* **Extract**

Determination of strength of given strong Acidic solution (hydrochloric acid) by Strong Basic solution (NaOH) by using Conductivity meter
Glass ware required for this experiment is listed as:
- A Measuring Flask(100 ml)
- A Burette
- A Titration flask
- 2 Beakers(100&250 ml)
- A Pipette
- A Measuring cylinder
- A Funnel
Following apparatus is required:
- A Conductivity meter
- An Electrical Balance
- Iron Stand
The chemicals required are:
- A Sodium Hydroxide Solution (HCl, 31.5-33%)
- A Hydro Chloric Acid Solution (40g/mol)
- Distilled water
Conductometric is a type of titration in which the electrolytic conductivity of the reaction mixture is continuously monitored as one reactant. The equilance point is that at which the sudden change in conductance is shown by conductivity meter. The point at which the concentration of acidic and basic ions becomes equal is known as equilance point.
The reciprocal of resistance is called conductance.
The units used for conductance are ohm-1 or mho
Factors of Conductance:
The conductance of solution is due to:
- Number of ions
- Movements of ions
The reaction in which hydro chloric acidic (HCl) solution is titrated against a solution of sodium hydroxide (NaOH) is given below.
(H+ + Cl-) +Na+ +OH-→ NaCl +H2O
The addition of an electrolyte to a solution of another electrolyte under the conduction involving non-appreciable change in volume will affect the conductance of the solution whether it is ionic or not.
During titration when a strong acid is added to an alkali solution, the conductance of the reaction will decrease owing to appearance of ions and its replacement with less mobile ions of acid and base.
The solution of known concentration is called standard solution. Here standard is the parameter in which quantity of solute is given i.e. molarity, normality, molality of formality. There are two types of standard solution.
- Primary standard solution
- Secondary standard solution
Primary standard solution:
A primary standard solution is that whose concentration remains constant with passage of time is known as Primary standard solution. A primary solution is a reagent that is extremely pure, stable and has no water of hydration for example oxalic acid. Some primary standard solution of titration of acids includes sodium carbonate.
Secondary standard solution:
A secondary standard solution is that which is impure, instable, hygroscopic, whose concentration changes with the passage of time. For example sodium hydroxide (NaOH), in open air it absorbs moister and its concentration is changed.
An electrical conductivity meter measures the electrical conductivity in a solution in ionic forms. Basically movements of ions produce the conduction. Conductivity meter has two modes.

(Named object pointing entries)
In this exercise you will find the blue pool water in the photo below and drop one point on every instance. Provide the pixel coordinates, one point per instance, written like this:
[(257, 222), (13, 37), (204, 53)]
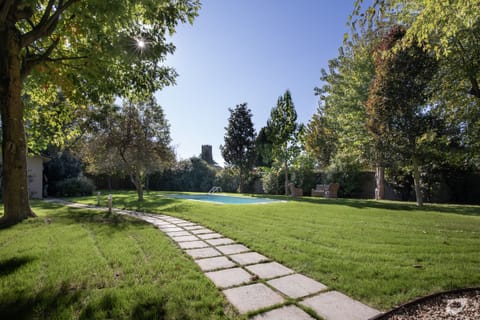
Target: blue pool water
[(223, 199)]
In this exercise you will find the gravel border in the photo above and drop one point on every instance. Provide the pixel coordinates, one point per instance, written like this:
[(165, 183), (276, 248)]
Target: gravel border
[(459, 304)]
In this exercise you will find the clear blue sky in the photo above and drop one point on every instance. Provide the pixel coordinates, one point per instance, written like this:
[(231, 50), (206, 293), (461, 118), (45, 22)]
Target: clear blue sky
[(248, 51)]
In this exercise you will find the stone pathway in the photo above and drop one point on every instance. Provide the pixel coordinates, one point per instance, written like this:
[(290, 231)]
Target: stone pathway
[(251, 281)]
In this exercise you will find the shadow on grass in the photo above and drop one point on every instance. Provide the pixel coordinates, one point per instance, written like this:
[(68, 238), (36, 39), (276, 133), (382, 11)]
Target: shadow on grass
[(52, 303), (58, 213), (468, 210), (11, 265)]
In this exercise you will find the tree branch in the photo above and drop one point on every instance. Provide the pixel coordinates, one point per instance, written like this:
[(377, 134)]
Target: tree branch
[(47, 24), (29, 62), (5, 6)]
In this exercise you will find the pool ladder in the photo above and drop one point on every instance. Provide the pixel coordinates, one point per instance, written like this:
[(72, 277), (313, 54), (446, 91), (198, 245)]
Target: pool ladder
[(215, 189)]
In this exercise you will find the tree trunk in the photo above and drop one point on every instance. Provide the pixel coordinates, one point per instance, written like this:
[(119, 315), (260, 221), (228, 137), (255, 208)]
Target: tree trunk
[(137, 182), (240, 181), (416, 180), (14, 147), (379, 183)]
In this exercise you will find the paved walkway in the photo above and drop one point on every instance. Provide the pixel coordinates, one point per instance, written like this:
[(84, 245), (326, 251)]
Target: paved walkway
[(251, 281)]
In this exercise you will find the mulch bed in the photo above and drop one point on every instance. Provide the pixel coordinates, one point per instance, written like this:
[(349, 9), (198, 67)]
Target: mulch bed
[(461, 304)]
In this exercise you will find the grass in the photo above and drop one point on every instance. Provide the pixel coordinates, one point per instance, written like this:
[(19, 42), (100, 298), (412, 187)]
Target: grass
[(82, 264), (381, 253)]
...
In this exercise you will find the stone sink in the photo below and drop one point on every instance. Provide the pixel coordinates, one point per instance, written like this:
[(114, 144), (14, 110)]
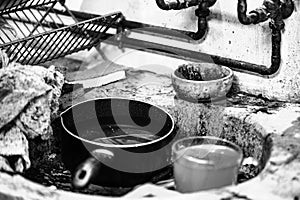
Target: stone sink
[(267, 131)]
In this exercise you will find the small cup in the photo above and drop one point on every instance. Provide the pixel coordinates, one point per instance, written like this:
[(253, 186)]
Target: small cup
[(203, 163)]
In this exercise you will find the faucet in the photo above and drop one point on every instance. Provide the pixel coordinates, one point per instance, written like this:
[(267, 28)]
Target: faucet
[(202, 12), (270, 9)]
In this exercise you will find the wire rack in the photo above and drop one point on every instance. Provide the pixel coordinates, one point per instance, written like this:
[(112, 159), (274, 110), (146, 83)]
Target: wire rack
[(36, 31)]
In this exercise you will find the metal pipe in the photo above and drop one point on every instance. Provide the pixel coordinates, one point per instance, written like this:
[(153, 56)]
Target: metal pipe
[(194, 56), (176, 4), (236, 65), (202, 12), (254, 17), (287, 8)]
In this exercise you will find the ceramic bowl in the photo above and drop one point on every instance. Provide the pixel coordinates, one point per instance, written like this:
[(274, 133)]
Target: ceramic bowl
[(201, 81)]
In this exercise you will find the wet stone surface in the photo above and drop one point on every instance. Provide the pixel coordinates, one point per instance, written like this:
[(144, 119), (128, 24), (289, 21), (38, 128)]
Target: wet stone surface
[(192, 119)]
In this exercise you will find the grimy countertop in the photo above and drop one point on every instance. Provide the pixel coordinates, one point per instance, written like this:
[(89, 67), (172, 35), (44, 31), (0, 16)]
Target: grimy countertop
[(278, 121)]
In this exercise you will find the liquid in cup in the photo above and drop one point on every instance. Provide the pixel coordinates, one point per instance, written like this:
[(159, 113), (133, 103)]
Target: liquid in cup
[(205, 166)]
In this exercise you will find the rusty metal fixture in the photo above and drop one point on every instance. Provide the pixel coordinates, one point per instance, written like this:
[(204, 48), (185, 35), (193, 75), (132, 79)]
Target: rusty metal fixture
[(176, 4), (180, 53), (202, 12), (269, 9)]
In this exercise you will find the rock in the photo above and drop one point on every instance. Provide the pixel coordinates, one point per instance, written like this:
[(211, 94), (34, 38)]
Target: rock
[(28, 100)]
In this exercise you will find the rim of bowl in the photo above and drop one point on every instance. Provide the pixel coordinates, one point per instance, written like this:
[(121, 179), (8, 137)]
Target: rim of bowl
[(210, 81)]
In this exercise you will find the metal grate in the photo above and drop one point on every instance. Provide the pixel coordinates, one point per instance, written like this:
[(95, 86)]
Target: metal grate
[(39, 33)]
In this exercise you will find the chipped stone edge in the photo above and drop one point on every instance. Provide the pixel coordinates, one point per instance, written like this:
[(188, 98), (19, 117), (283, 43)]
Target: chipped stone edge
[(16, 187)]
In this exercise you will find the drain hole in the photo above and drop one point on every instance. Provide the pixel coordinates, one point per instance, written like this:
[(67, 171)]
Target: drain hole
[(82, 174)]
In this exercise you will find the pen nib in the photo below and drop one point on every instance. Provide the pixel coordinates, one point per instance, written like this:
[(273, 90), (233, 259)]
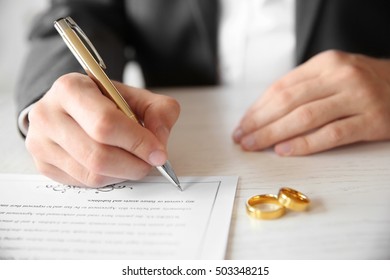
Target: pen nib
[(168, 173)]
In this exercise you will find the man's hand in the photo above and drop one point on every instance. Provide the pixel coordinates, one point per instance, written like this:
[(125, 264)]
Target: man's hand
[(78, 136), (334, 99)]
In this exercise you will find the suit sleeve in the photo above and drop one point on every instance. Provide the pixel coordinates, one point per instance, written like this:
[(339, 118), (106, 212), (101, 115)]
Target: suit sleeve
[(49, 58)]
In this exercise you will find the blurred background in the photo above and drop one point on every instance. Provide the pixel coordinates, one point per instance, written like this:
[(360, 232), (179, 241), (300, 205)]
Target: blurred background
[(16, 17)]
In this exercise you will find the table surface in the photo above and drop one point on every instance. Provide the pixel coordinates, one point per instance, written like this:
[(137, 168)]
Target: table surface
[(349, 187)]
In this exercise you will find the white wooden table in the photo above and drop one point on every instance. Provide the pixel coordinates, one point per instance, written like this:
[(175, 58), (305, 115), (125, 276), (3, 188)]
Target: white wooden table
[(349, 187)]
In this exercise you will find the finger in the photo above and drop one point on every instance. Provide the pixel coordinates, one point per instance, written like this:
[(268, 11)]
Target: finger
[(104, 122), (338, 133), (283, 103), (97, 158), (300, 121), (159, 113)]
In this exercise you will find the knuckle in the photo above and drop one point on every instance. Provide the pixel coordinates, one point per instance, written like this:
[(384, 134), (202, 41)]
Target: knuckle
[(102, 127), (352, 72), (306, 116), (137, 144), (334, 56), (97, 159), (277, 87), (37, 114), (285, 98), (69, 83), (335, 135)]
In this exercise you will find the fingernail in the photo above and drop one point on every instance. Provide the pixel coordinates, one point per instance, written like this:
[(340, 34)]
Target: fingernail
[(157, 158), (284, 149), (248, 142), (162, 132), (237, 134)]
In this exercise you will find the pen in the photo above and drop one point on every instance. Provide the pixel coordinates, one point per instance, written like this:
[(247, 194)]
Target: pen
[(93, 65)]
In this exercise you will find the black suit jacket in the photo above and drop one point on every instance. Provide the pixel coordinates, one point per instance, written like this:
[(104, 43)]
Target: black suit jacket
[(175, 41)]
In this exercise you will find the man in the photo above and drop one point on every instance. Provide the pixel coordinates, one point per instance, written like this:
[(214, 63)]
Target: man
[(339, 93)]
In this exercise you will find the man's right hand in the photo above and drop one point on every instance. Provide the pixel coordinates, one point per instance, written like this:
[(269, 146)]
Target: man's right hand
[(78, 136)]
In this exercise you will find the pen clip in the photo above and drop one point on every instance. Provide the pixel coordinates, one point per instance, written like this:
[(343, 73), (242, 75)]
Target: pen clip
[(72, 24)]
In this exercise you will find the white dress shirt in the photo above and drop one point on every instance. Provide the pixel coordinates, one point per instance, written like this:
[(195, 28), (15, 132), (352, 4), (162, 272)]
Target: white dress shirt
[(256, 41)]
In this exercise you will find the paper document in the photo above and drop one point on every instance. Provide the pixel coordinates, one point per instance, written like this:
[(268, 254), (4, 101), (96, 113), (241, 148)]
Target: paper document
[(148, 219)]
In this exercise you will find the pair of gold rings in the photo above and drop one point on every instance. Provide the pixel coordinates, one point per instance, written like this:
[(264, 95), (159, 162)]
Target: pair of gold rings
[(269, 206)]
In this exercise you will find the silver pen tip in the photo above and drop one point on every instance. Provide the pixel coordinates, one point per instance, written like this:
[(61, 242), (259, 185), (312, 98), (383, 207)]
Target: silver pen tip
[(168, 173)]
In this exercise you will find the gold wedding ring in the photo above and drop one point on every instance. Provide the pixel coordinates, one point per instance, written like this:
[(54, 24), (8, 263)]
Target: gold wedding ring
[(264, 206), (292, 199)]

* **Task set**
(A) Translate this sentence from the conductometric titration text into Spanish: "The reciprocal of resistance is called conductance."
(B) Answer from the conductometric titration text:
(i) What units are used for conductance?
(ii) Which acid is cited as an example of a primary standard?
(iii) How many modes does the conductivity meter have?
(C) Rewrite the stretch of the conductometric titration text from "An electrical conductivity" through "has two modes.", changing "modes" to "settings".

* **Solutions per task**
(A) El recíproco de la resistencia se denomina conductancia.

(B)
(i) Ohm-1 or mho.
(ii) Oxalic acid.
(iii) Two.

(C)
An electrical conductivity meter measures the electrical conductivity in a solution in ionic forms. Basically movements of ions produce the conduction. Conductivity meter has two settings.